- [Required action]:
Answer these questions from the article on Joe Jackson below, one answer per line.
1. What job did Joe Jackson hold while raising his family in Gary, Indiana?
2. At what age did he die?
3. What name did he demand his children call him?

- [Excerpt to read]:
################

Inside Joe Jackson’s tormented relationship with the kids he made stars
A DECADE before the intravenous propofol stopped his heart, Michael Jackson recalled his father this way: “Just a look would scare you.”
“When he’d come to see me, I’d get sick,” the King of Pop told Oprah in a 1992 interview. “I’d start to regurgitate.”
To which his father, Joe Jackson – the abusive, driving patriarch behind the careers of Michael, Janet and their siblings – had this rejoinder on BBC news:
“He regurgitates all the way to the bank.”
Such was the stubborn shamelessness of Joe Jackson, who died on Wednesday at 89.
The grandson of slaves and the son of a stern father who was taught in a one-room Arkansas schoolhouse, Joe Jackson’s hard scrabble, pre-Motown life gave no hint of the gold records and abuse scandals to come.
An amateur boxer and failed blues singer, he worked as a steel-company crane operator. He and his wife, Katherine, raised three girls and six boys in the crime-ridden slums of Gary, Indiana.
But in the early ’60s, Joe had an idea that lifted the family out of that ghetto and into -super stardom.
He turned his talented kids into The Jackson 5, meeting, at first, with ridicule, he noted in a blog post addressed to his grandchildren.
Joe turned a deaf ear “when I heard the laughter of the neighbours and the mockery and sinister comments,” he recalled in the post from three years ago.
“Society would not have cared had we been on welfare in Gary, Indiana, nor would it have come with a helping hand. Why would I care what it thinks, writes or says about me now?
“Let others spend their time writing and talking negatively about you,” he advised. “Let them talk, you go and do it!”
Only in the 1980s – after The Jackson 5 split from his management and Michael rose to fame, with sister Janet on his heels – did the abuse that drove the family’s success come to light.
“None of us can remember him holding us or cuddling us or telling us, ‘I love you,’” Jermaine Jackson said in a memoir of the father who demanded that his children call him Joseph.
That was the least of it.
Both of Joe’s elder daughters, Rebbie and La Toya, accused him of sexual abuse.
La Toya wrote in a 1991 memoir, “When your father gets out of bed with your mother and gets into bed with his daughter and you hear the mother saying, ‘No, Joe, not -tonight. Let her rest. Leave her alone, she’s tired,’ that makes you crazy.”
If the boys missed a step or a note during rehearsals, Joe would beat them with the buckle end of a belt or an electrical cord or a tree branch he’d have them break off themselves in their backyard.
The father targeted Michael, the singing group’s youngest and most talented member, with pinpoint taunts.
Joe’s malicious teasing – including calling him “Big Nose” – turned Michael’s hatred of his own nose into a lifelong, disfiguring plastic-surgery obsession.

################

- [Excerpted data]:
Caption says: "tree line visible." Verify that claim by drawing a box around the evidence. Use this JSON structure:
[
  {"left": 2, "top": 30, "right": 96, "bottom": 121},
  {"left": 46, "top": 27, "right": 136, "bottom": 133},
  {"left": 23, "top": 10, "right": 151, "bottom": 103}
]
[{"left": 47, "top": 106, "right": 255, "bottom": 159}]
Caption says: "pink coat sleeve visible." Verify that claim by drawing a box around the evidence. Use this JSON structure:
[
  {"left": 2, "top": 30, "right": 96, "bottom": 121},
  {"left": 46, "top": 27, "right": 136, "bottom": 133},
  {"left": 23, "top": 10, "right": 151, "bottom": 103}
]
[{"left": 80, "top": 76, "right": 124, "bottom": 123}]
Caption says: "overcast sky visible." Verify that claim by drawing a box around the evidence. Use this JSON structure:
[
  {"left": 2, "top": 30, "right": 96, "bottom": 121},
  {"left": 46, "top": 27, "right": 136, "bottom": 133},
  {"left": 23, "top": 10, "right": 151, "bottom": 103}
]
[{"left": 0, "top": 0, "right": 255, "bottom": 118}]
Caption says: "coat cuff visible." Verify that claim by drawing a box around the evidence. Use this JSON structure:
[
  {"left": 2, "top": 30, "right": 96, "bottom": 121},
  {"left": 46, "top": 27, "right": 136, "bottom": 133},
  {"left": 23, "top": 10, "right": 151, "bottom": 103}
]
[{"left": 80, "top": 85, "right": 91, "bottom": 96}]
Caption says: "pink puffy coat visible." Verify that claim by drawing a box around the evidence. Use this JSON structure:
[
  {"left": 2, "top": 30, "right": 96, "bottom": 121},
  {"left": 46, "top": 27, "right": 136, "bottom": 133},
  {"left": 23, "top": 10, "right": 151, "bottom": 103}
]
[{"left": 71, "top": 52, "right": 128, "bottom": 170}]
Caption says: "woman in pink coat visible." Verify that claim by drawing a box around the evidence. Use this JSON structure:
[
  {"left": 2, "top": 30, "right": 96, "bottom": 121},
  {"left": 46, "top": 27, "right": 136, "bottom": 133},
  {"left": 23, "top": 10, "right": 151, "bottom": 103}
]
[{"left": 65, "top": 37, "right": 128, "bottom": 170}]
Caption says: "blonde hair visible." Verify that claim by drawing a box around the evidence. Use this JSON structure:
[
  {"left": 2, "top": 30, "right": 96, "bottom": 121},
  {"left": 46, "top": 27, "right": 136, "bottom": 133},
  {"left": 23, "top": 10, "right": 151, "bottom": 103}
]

################

- [Written answer]:
1. Steel-company crane operator
2. 89
3. Joseph